EXTRACT TO READ:
* BEGIN *
Mumsnet has not checked the qualifications of anyone posting here. If you need help urgently or expert advice, please see our domestic violence webguide and/or relationships webguide. Many Mumsnetters experiencing domestic abuse have found this thread helpful: Listen up, everybody

The git is refusing to move in with his friend...

835 replies

Lemmingswife · 15/07/2006 09:06

Until we exchange contracts on our house!
I am SO angry & upset. This could take months & months.
I asked him last night if he was intending to make the move sometime next week, seen as his friend returns late on Sunday. He said "I'm not moving in with him....well not until the house has been sold & we have exchanged contracts."
He told me that he was prepared to make the move, until a friend (who he won't name) pointed out how ridiculous it would be to look after the children in the house if I ever went out & he said that it wouldn't be right to take them to his friends house.
He said that HE pays the mortgage & the TV licence and had every right to stay as long as he needed to, but he wants out too, which is why the quicker this house sells, the better.
I was so upset & furious after he came out with this last night. I cannot go on like this for what could be months, I will seriously lose it.
* END *
EXERCISE MATERIALS:
* BEGIN *
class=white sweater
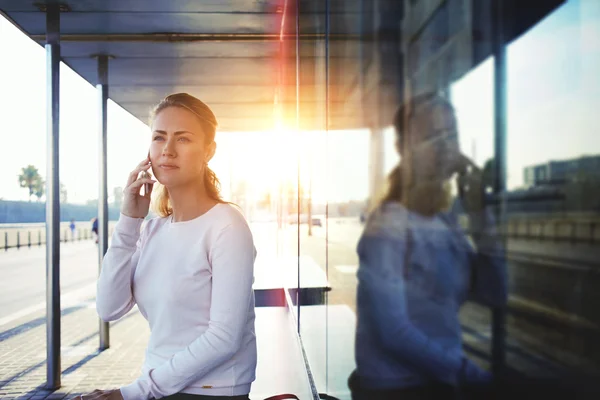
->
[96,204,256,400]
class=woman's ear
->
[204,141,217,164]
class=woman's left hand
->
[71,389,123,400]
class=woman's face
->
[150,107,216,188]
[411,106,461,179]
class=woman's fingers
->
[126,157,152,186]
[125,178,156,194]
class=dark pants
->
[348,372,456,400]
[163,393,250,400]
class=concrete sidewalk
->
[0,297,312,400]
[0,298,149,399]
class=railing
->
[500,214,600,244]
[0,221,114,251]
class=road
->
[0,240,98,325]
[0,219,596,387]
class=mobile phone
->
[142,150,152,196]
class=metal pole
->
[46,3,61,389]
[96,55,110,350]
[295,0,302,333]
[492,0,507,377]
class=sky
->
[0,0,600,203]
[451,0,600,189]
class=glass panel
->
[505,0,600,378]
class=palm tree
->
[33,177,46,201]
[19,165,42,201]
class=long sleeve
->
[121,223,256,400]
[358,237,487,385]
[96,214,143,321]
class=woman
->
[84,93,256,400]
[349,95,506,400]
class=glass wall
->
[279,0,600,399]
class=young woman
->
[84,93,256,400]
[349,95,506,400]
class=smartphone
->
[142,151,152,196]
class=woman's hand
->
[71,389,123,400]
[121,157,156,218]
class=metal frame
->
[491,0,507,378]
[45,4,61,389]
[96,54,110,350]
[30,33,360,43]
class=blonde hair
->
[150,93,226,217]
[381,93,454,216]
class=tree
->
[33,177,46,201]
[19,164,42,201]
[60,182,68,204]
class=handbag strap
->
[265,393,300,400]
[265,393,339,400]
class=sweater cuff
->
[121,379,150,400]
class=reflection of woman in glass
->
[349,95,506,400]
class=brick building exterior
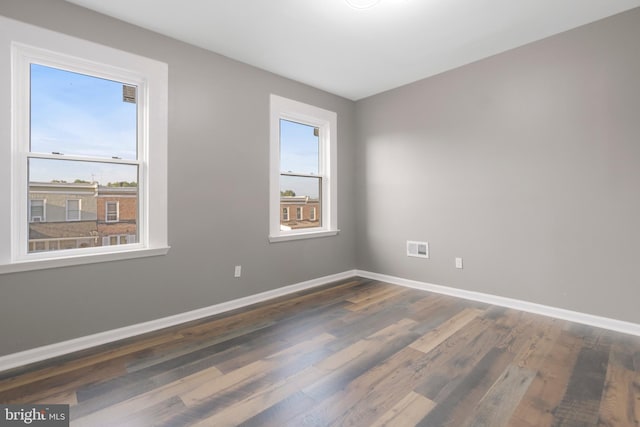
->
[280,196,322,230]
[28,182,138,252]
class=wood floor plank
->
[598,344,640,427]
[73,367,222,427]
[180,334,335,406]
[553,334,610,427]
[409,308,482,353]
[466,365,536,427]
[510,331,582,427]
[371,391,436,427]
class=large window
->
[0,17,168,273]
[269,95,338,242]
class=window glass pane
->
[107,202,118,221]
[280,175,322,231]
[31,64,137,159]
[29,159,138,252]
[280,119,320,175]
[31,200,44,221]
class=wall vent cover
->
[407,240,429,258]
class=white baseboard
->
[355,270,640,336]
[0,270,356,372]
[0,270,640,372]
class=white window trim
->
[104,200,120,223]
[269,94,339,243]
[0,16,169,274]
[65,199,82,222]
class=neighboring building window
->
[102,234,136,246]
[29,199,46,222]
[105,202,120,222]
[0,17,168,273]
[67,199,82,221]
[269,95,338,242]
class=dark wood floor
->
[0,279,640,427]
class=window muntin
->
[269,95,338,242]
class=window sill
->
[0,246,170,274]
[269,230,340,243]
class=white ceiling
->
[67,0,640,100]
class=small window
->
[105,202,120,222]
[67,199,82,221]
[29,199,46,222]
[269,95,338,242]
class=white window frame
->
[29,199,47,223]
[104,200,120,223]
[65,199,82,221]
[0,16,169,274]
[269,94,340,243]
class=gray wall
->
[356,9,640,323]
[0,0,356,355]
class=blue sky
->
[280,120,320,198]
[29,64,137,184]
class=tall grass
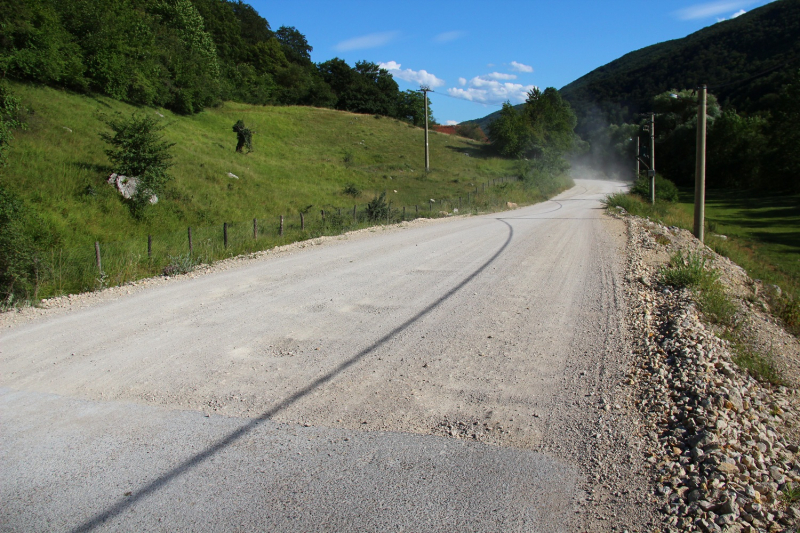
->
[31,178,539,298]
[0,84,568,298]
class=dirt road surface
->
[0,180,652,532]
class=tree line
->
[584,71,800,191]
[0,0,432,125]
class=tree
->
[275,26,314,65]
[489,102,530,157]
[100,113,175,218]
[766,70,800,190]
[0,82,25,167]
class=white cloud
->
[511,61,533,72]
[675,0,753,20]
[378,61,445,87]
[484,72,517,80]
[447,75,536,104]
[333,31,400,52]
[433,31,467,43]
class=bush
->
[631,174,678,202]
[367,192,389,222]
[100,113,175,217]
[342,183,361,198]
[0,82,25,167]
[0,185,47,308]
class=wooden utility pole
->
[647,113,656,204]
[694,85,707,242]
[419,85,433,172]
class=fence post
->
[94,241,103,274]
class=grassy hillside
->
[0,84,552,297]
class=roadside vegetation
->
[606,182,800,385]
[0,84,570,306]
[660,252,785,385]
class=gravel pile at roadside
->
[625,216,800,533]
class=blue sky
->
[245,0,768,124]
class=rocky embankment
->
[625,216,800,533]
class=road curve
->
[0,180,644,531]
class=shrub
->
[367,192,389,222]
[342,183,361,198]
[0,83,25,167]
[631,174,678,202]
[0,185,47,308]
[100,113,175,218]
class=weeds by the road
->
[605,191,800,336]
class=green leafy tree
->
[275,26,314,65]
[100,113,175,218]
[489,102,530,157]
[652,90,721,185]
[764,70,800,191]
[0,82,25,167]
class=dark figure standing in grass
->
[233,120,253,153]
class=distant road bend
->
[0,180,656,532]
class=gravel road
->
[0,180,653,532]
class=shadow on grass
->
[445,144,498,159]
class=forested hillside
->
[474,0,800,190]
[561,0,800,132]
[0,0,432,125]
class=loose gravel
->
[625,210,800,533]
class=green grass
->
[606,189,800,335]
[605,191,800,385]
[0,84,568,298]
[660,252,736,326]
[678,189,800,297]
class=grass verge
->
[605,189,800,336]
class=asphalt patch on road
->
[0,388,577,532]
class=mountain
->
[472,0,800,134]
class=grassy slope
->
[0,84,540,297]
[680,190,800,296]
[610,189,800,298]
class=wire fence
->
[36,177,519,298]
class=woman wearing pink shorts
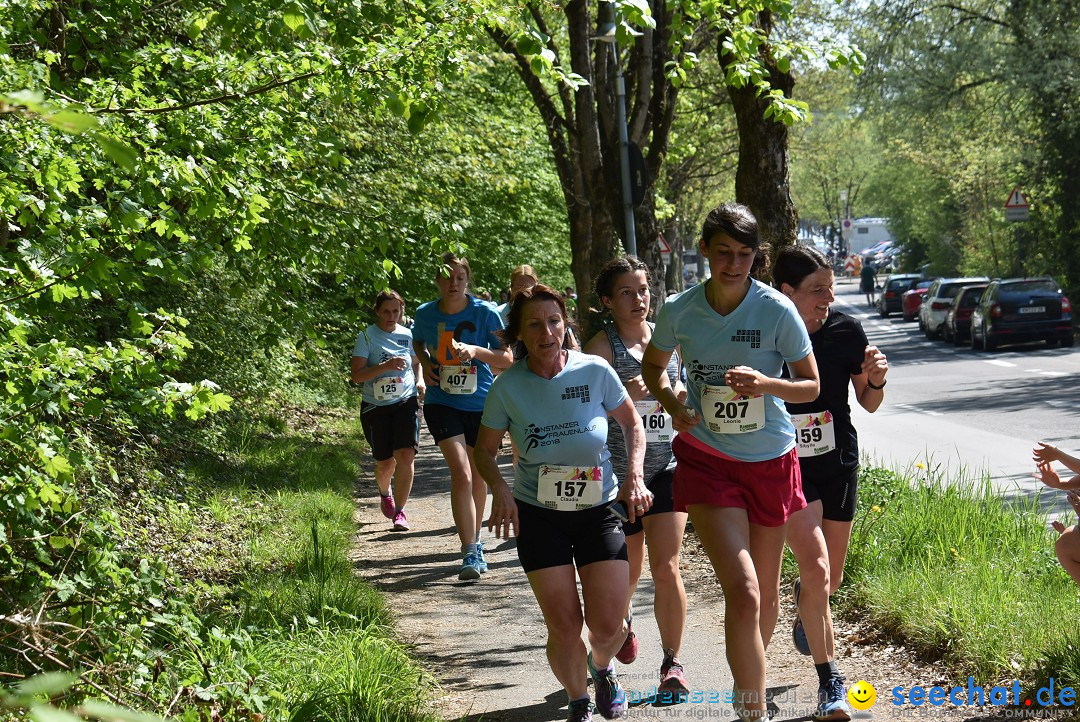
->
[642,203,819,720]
* END *
EXERCISE SET:
a - In the listing, arrange the lines from the line with "class=loose gravel" up to and including the line with "[0,388,577,532]" as a Markdown table, leaving out blank lines. Use the columns Row (a row number) and Line (the line itself).
b - Pick up the forum post about the partner who refuses to move in with his friend, and continue it from its last sentence.

TASK ANSWERS:
a -
| Row | Line |
|---|---|
| 1 | class=loose gravel |
| 2 | -> |
| 3 | [625,210,800,533] |
| 4 | class=green grass |
| 5 | -> |
| 6 | [606,189,800,335] |
| 7 | [605,191,800,385] |
| 8 | [0,84,568,298] |
| 9 | [660,252,736,326] |
| 10 | [678,189,800,297] |
| 11 | class=grass verge |
| 12 | -> |
| 13 | [605,189,800,336] |
| 14 | class=asphalt patch on road |
| 15 | -> |
| 16 | [0,388,577,532] |

b -
I would move out with the children myself, if I could.
He kept putting on a silly fake laugh, saying "Imagine me coming to this house to look after the children. How ridiculous!"
I am so cross & so upset. I cannot go through the whole of the summer like this.

OP posts:
Lemmingswife · 07/08/2006 09:38

I know they are not going to support me, but sometimes I get upset that they seem to be turning against me. I actually snapped at my Mum a little & said "I am sick to death of everyone thinking I am out to sting H. I am just seeking legal advice to try & protect myself & the boys, as any sensible person would!"

She told me to back off, & that she had just mentioned to my Dad & sister that I had been told about some mesher thing. She also said I should talk to her more. (this would be because my sister told her to listen to me more) I told her that the one time I try to talk to her about my solicitor visit, she turns against me & goes on to wind up both Dad & BIL, so I don't feel like I can talk to her about anything for the time being!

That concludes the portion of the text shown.